Wherever "gray" appears in a line of the records below, count that line, and report only the number.
━━━━━ TASK DATA ━━━━━
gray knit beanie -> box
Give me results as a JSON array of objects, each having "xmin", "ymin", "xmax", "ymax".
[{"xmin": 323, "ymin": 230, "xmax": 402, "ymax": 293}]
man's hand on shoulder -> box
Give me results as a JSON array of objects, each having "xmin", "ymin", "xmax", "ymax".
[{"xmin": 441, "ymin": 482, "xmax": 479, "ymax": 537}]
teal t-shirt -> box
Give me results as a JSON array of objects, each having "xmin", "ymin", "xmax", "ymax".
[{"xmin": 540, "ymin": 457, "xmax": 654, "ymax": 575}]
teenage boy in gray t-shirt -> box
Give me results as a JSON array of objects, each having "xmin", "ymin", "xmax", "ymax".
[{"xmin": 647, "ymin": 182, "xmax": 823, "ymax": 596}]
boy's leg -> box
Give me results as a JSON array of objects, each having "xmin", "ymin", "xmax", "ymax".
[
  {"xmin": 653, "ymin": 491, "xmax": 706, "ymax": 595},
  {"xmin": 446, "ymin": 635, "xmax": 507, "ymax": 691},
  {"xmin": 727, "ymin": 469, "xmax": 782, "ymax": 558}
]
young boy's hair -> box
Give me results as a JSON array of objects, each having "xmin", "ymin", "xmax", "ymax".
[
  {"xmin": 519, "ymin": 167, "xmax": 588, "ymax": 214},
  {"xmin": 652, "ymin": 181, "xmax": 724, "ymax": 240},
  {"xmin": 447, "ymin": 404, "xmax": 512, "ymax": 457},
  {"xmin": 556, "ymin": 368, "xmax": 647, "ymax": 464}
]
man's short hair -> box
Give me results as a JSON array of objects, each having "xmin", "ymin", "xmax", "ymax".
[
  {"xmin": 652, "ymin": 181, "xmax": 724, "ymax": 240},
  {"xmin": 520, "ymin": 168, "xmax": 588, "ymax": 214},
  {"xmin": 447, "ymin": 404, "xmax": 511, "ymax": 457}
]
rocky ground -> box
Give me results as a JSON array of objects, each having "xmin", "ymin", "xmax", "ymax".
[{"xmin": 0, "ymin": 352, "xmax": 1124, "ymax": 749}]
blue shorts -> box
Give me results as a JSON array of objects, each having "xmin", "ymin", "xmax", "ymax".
━━━━━
ANSWER FOR THE TASK
2